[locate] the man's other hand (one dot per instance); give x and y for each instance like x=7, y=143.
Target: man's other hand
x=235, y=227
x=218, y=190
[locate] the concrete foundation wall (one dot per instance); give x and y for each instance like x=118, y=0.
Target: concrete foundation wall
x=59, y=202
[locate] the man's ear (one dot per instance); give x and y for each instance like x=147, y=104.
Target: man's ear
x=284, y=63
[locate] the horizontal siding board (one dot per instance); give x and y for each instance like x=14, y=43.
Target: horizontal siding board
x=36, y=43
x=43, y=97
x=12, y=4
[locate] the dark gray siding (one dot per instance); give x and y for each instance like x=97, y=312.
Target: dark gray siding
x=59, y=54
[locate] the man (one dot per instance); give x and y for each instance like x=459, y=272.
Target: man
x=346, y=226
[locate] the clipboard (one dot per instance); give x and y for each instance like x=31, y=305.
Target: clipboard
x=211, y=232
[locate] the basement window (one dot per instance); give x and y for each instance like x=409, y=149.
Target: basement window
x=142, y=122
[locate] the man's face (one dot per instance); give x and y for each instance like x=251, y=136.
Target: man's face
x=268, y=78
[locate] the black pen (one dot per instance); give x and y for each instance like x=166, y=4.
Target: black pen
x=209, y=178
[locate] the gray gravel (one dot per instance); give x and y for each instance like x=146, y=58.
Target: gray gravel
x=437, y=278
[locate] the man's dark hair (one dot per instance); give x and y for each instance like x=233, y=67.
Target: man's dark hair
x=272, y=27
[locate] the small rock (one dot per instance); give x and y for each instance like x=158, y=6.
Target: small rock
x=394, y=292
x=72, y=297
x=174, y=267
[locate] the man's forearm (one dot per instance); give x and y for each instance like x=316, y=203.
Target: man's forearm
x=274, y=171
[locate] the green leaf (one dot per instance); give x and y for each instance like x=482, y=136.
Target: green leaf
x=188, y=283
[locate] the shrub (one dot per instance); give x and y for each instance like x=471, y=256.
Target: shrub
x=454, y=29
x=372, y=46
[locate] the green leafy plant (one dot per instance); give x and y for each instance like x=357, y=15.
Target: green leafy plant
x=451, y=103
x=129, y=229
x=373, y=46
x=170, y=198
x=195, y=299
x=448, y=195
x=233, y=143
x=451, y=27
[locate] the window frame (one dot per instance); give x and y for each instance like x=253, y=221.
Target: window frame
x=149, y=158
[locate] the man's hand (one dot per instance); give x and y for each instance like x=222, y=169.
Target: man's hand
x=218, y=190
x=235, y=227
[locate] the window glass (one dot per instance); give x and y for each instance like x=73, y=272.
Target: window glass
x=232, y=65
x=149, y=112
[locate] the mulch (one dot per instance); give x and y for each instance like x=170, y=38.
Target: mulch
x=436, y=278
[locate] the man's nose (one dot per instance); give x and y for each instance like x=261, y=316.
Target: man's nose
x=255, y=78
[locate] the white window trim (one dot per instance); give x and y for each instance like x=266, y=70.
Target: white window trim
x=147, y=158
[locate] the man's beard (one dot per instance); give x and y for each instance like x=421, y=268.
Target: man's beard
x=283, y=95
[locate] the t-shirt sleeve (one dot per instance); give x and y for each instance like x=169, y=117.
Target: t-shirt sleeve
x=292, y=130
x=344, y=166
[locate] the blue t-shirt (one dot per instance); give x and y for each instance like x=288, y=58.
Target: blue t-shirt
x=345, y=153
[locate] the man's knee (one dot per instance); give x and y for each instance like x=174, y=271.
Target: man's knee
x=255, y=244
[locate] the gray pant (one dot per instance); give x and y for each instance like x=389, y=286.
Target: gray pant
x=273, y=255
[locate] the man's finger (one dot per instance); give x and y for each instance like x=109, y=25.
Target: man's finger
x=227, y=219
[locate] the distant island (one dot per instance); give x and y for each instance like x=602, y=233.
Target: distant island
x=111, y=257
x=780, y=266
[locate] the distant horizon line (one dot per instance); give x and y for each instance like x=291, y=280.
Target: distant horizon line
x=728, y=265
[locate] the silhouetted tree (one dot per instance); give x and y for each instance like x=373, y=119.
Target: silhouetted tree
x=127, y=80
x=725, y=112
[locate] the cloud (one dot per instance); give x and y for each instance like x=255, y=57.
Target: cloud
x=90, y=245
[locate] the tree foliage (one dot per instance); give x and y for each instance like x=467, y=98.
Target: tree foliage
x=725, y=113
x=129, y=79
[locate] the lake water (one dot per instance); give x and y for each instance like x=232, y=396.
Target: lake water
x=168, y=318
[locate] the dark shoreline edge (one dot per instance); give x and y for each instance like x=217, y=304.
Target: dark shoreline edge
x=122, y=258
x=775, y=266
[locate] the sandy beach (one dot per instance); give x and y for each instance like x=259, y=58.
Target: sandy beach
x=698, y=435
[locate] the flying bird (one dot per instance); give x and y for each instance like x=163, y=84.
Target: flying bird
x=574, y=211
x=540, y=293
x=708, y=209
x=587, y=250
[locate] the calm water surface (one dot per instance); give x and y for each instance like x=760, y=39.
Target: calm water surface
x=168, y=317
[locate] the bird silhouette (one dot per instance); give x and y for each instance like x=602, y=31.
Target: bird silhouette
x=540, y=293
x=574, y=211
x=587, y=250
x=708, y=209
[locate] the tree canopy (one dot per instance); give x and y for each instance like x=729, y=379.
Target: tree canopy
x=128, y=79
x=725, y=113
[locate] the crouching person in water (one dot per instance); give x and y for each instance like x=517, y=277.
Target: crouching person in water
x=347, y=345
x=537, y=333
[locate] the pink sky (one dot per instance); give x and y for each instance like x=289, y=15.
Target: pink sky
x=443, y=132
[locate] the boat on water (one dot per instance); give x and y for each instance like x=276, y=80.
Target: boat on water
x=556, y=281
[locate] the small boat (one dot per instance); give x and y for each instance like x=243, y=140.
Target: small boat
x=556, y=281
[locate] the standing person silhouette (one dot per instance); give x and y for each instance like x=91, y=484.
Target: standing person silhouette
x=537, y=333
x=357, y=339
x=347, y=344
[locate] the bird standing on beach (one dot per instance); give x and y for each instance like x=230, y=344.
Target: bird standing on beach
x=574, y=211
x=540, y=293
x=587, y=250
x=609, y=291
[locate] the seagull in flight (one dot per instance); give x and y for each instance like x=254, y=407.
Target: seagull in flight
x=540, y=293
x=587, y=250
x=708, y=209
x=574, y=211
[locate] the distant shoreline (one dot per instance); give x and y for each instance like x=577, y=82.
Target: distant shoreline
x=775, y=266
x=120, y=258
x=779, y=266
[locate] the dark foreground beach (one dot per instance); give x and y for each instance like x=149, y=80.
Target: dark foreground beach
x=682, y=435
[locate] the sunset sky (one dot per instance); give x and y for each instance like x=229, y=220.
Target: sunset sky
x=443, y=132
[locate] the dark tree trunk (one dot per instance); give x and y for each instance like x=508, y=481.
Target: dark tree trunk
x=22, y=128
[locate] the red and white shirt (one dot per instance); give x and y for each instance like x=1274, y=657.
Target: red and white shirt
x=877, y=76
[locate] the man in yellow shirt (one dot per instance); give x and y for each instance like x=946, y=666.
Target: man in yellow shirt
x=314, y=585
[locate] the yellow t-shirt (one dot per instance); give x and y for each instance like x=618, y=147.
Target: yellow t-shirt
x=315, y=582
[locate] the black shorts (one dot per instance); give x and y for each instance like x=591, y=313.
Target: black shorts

EXERCISE AIM: The records above should be copied out again in full, exactly as they appear.

RESULT FOR THIS EXERCISE:
[locate] the man's other hand (one dot per instance); give x and y for each instance like x=7, y=143.
Target: man's other hand
x=235, y=227
x=218, y=190
[locate] the concrete foundation wall (one dot per instance); give x and y for each instance like x=118, y=0.
Target: concrete foundation wall
x=59, y=202
[locate] the man's ear (one dot per instance); give x and y for each instance like x=147, y=104.
Target: man's ear
x=284, y=63
[locate] the horizontal siding board (one dot per instance); give x and y for each instance like x=14, y=43.
Target: horizontal siding board
x=36, y=43
x=43, y=97
x=12, y=4
[locate] the dark gray siding (one dot per instance); give x and y for each instance like x=97, y=312.
Target: dark gray siding
x=59, y=54
[locate] the man (one dot per instance); give x and y for each instance like x=459, y=272.
Target: man
x=346, y=226
[locate] the clipboard (one dot per instance); give x and y for each instance like x=31, y=305.
Target: clipboard
x=211, y=232
[locate] the basement window (one dot per instance); give x and y for each instance like x=409, y=149.
Target: basement window
x=142, y=122
[locate] the man's face (one dot per instance); give x and y for each instance like x=251, y=136.
Target: man's face
x=268, y=78
[locate] the black pen (one dot per instance); give x and y for each instance like x=166, y=4.
Target: black pen
x=209, y=178
[locate] the gray gravel (one dot per instance); give x and y for each instance like x=146, y=58.
Target: gray gravel
x=437, y=278
[locate] the man's dark hair (one dot per instance); give x and y for each instance like x=233, y=67.
Target: man's dark hair
x=272, y=27
[locate] the small rock (one dot per instance); give x and y for each instance like x=158, y=6.
Target: small rock
x=394, y=292
x=72, y=297
x=174, y=267
[locate] the man's forearm (one dot per instance); give x and y for each instance like x=316, y=203.
Target: man's forearm
x=274, y=171
[locate] the green leaf (one dot per instance); give x and y for each instance like x=482, y=136.
Target: green leaf
x=188, y=283
[locate] the shrub (one dot per instance); give x and y for each instance like x=471, y=256.
Target: shrub
x=454, y=29
x=372, y=46
[locate] the green leafy plant (one dot per instance); give x and y for each instance like x=357, y=15.
Target: green leafy plant
x=451, y=103
x=129, y=229
x=373, y=46
x=170, y=198
x=195, y=299
x=448, y=195
x=233, y=143
x=451, y=27
[locate] the window frame (one dot per instance); give x and y for each instance like x=253, y=221.
Target: window frame
x=149, y=158
[locate] the man's hand (one dot per instance); give x and y for each instance like x=222, y=169.
Target: man's hand
x=218, y=190
x=235, y=227
[locate] the window glass (one dot per instance); give x and y for each instance like x=73, y=272.
Target: window glass
x=232, y=65
x=149, y=112
[locate] the mulch (one dot per instance); give x and y for each instance like x=170, y=38.
Target: mulch
x=436, y=278
[locate] the man's nose (one dot per instance); give x and y for each instance like x=261, y=316.
Target: man's nose
x=255, y=78
[locate] the white window trim (one dot per instance); give x and y for each instance like x=266, y=70.
Target: white window trim
x=147, y=158
[locate] the man's beard (one dot per instance); give x and y for each instance like x=421, y=268.
Target: man's beard
x=283, y=95
[locate] the t-shirt sleeve (one dot per instance); give x and y for each instance like x=169, y=117.
Target: t-shirt sleeve
x=292, y=130
x=344, y=166
[locate] the blue t-shirt (one dot per instance); give x and y for each instance like x=288, y=58.
Target: blue t-shirt
x=345, y=153
[locate] the man's knee (one dot per instance); give x and y for each instance like x=174, y=271.
Target: man's knee
x=255, y=244
[locate] the gray pant (one dot per instance); give x and y for each instance like x=389, y=286.
Target: gray pant
x=273, y=255
[locate] the man's finger (one dot per instance); give x and y for each instance like x=109, y=25.
Target: man's finger
x=227, y=219
[locate] the distant island (one dot per instance); give x and y for each instance like x=602, y=233.
Target: distant island
x=111, y=257
x=780, y=266
[locate] the distant horizon line (one dot per instance); give x and y for each instance like x=291, y=280.
Target: distant horizon line
x=728, y=265
[locate] the silhouetted tree (one dot per instance); give x and y for each instance like x=373, y=119.
Target: silhouetted tree
x=127, y=80
x=725, y=112
[locate] the cloud (one dot per instance); give x and y for each instance like x=255, y=57.
Target: cloud
x=90, y=245
[locate] the tree foliage (one dot per instance); give x and y for each instance like x=467, y=98.
Target: tree foliage
x=725, y=113
x=129, y=79
[locate] the lake water (one dot per instance); give x and y for each instance like x=232, y=396.
Target: lake water
x=168, y=318
[locate] the dark shoreline edge (one dot per instance); give x and y for each instance like x=217, y=304.
Target: dark shoreline edge
x=122, y=258
x=775, y=266
[locate] the sandy beach (one dot per instance); give x and y for each instance like x=259, y=58.
Target: sandy beach
x=698, y=435
[locate] the flying bird (one dot per instance); give x and y for each instance like x=163, y=84.
Target: flying bird
x=574, y=211
x=540, y=293
x=708, y=209
x=587, y=250
[locate] the calm water surface (one dot per instance); give x and y for each instance like x=760, y=39.
Target: calm water surface
x=168, y=317
[locate] the bird silhouette (one dot per instance); give x and y for each instance like x=602, y=31.
Target: bird silhouette
x=540, y=293
x=574, y=211
x=587, y=250
x=708, y=209
[locate] the tree canopy (one dot per instance); give x and y for each instance like x=729, y=379.
Target: tree canopy
x=128, y=79
x=725, y=113
[locate] the crouching person in water (one dot per instance); give x and y for each instance like x=517, y=277.
Target: crouching person in water
x=347, y=345
x=537, y=333
[locate] the pink sky (one dot per instance); give x and y for each instance like x=289, y=15.
Target: pink sky
x=443, y=132
[locate] the boat on water (one dot per instance); give x and y for each instance like x=276, y=80.
Target: boat on water
x=556, y=281
[locate] the small boat (one dot per instance); give x and y for each instance like x=243, y=140.
Target: small boat
x=556, y=281
[locate] the standing person silhouette (one dot per instance); give x and y for each instance like x=91, y=484.
Target: standing person silhouette
x=537, y=333
x=357, y=339
x=347, y=344
[locate] the bird standing on beach (one dot per instance); give x and y for each instance like x=230, y=344.
Target: bird standing on beach
x=574, y=211
x=540, y=293
x=587, y=250
x=609, y=291
[locate] the seagull in flight (one dot per instance); give x and y for each instance like x=254, y=407.
Target: seagull in flight
x=540, y=293
x=587, y=250
x=708, y=209
x=574, y=211
[locate] the distant shoreline (one dot per instance); give x and y for each instance like x=577, y=82.
Target: distant shoreline
x=775, y=266
x=120, y=258
x=779, y=266
[locate] the dark foreground beach (one dot per instance); give x and y for each instance like x=149, y=80.
Target: dark foreground beach
x=682, y=435
[locate] the sunset sky (one dot per instance); give x and y for each instance like x=229, y=220.
Target: sunset sky
x=443, y=132
[locate] the dark tree trunk (one dot per instance); give x and y for each instance like x=508, y=481.
Target: dark tree trunk
x=22, y=128
[locate] the red and white shirt (one dot per instance); give x and y for each instance like x=1274, y=657.
Target: red and white shirt
x=877, y=76
[locate] the man in yellow shirt (one dot per instance); give x and y for each instance like x=946, y=666.
Target: man in yellow shirt
x=314, y=585
[locate] the yellow t-shirt (one dot per instance); give x and y for each instance like x=618, y=147.
Target: yellow t-shirt
x=315, y=582
[locate] the black shorts (one dot per instance); give x and y for each instance like x=591, y=313.
Target: black shorts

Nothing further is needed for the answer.